Dans l'agriculture, il faut du temps et de la persévérance. Wanita en est l'exemple. L'entreprise ivoirienne a tourné la page des terribles inondations de juillet 2014 en Côte d'Ivoire (lire nos informations) et prendrait une nouvelle destinée.

"En 2014, nous avions tout perdu dans le Sud. Il nous restait 290 à 300 hectares (ha). Nous avons essayé de remettre à niveau ces plantations et de les replanter", explique son directeur -général et fondateur Richard Mathys. "Nous avons maintenant 750 à 800 ha de plantés avec un objectif de clore notre développement Wanita à 950 ha au niveau bananes, toutes zones confondues."  Pour ce faire, la société a fusionné, en juillet 2015, avec la Société de plantations Daval et Compagnie (SPD & Cie) ainsi qu'avec La bananière de Tiassala (Batia) . La plantation d’Akoudjé s’ajoute depuis 2016 aux autres. Elle devaient atteindre 250 ha cette année contre 80 ha en 2016.

La production bananière du groupe a atteint 24 000 tonnes (t) en 2016 contre 21000 tonnes (t) en 2015 et 14 000 t en 2014, année de crise, l'objectif étant les 33 000 t cette année. Des bananes qui, pour l'instant, partent essentiellement sur l'Allemagne dans le cadre d'un accord de longue date avec l'entreprise SIIM / Lidl. Mais Richard Mathys entend, à terme, que 60 à 70% de ses exportations partent vers l'Europe,  tandis que  20% à 30% iraient sur les marchés africains régionaux, essentiellement le Sénégal mais aussi le Bénin et le Niger.

Avec le Ghana,  Wanita  et  Musahamat Farms, située à Avetime dans la région du Volta, commencent à développer des réseaux de ventes en commun en Afrique. L'entreprise, détenue par des capitaux koweïti-libanais, créée en 2014, devrait développer 2 000 ha de bananeraies à terme. "On aimerait développer des synergies sur l'exportation de produits frais sur le Moyen Orient avec eux. Cela pourrait représenter de futurs marchés pour nous", nous confie le patron de Wanita.

Le prix de la banane sous pression en Europe

A terme, Wanita voudraient que 10% de ses exportations de bananes aillent vers le Moyen Orient ou encore la Turquie, bien que celle-ci soit en train de développer considérablement sa production de bananes sous serre. Pourquoi le Moyen Orient ? Car les perspectives sur le marché européen sont plus que mitigées. Tout d'abord, on a constaté une "chute drastique de l'ordre de € 600 à 800 par conteneur" sur le fret maritime Amérique latine/Europe.

Lignes de données:
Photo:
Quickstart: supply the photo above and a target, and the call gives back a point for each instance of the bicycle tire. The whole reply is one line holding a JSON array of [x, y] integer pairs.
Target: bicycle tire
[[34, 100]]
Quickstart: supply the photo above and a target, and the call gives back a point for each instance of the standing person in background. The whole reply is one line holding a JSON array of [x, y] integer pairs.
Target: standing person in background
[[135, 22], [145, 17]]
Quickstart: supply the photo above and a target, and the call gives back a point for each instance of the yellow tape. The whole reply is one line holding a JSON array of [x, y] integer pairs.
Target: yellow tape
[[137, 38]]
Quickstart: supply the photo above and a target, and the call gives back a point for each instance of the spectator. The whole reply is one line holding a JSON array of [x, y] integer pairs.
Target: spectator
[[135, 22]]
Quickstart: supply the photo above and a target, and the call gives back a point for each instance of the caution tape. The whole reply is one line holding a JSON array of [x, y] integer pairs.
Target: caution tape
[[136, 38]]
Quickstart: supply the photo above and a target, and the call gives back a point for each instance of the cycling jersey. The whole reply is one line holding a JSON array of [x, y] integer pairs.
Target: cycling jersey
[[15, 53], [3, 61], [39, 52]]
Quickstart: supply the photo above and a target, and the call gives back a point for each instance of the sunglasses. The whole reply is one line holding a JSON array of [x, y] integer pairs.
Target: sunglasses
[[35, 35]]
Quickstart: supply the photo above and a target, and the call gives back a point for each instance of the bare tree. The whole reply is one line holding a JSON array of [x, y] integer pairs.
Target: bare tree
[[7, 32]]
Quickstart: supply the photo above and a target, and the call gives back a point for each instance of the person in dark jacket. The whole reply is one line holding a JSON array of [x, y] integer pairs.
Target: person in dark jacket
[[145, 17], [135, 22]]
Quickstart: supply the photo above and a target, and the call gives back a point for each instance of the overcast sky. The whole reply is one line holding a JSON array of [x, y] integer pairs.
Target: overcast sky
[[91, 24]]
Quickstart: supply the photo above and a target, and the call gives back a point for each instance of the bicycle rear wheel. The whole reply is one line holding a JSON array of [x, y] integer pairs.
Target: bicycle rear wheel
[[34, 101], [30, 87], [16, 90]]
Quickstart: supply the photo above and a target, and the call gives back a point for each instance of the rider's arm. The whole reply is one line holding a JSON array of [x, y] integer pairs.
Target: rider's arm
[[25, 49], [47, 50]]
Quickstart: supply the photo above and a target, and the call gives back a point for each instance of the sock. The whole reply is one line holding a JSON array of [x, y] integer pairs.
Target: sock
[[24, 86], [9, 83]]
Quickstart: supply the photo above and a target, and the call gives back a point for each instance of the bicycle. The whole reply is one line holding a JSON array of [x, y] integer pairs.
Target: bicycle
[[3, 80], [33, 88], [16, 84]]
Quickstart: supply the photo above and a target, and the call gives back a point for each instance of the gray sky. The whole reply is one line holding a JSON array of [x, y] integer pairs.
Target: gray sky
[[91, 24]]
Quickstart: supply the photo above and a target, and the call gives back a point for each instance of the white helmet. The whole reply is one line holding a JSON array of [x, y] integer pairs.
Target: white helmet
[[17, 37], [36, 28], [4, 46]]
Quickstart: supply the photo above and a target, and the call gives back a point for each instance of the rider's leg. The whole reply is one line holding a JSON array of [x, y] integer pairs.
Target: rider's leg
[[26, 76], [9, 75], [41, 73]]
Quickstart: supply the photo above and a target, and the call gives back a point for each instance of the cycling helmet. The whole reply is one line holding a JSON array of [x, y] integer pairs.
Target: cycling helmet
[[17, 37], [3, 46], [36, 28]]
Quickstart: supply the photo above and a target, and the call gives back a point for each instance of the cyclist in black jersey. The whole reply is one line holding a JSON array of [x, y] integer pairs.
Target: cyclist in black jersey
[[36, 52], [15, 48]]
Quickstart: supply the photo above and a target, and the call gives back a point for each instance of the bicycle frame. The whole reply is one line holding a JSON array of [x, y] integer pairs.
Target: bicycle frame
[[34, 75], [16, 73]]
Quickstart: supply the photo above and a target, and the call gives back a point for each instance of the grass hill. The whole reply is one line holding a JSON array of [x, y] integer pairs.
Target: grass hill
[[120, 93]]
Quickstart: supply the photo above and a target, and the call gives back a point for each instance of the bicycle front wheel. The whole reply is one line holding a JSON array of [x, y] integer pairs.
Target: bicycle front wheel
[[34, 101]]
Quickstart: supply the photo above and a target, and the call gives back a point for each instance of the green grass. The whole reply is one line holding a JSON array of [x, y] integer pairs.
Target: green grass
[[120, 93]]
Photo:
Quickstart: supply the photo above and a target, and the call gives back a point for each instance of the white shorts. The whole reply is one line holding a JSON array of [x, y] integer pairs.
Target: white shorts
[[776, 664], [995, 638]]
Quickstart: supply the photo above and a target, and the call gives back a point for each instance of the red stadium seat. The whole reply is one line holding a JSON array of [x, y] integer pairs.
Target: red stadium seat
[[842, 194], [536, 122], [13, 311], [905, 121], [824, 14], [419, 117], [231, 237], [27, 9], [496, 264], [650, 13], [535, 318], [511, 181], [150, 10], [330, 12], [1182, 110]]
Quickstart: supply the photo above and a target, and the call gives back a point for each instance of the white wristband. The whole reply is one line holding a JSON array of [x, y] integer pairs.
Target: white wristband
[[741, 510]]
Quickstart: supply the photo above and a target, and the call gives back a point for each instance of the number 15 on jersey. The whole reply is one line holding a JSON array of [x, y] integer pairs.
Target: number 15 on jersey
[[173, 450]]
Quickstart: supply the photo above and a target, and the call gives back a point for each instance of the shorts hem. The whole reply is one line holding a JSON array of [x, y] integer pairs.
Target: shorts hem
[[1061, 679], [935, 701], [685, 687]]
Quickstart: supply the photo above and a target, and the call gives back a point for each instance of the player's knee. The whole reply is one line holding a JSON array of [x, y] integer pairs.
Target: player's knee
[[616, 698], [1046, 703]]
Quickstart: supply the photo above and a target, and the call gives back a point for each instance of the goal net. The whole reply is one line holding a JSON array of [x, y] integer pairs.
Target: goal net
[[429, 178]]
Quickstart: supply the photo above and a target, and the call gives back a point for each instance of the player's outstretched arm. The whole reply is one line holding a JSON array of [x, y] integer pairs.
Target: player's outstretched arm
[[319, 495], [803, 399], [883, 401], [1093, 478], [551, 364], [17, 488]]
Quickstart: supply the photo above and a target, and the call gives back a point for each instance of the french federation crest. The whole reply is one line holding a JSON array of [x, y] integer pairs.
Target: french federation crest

Consignes à suivre:
(a) Dans l'article sur Wanita, relevez tous les volumes de production bananière du groupe, chacun avec l'année ou l'objectif auquel il se rapporte.
(b) Transcrivez fidèlement le passage de l'article sur Wanita qui commence par "Le prix de la" et se termine par "maritime Amérique latine/Europe.".

Réponses attendues:
(a)
- 2014 : 14 000 t
- 2015 : 21 000 t
- 2016 : 24 000 t
- Objectif pour cette année : 33 000 t

(b)
Le prix de la banane sous pression en Europe

A terme, Wanita voudraient que 10% de ses exportations de bananes aillent vers le Moyen Orient ou encore la Turquie, bien que celle-ci soit en train de développer considérablement sa production de bananes sous serre. Pourquoi le Moyen Orient ? Car les perspectives sur le marché européen sont plus que mitigées. Tout d'abord, on a constaté une "chute drastique de l'ordre de € 600 à 800 par conteneur" sur le fret maritime Amérique latine/Europe.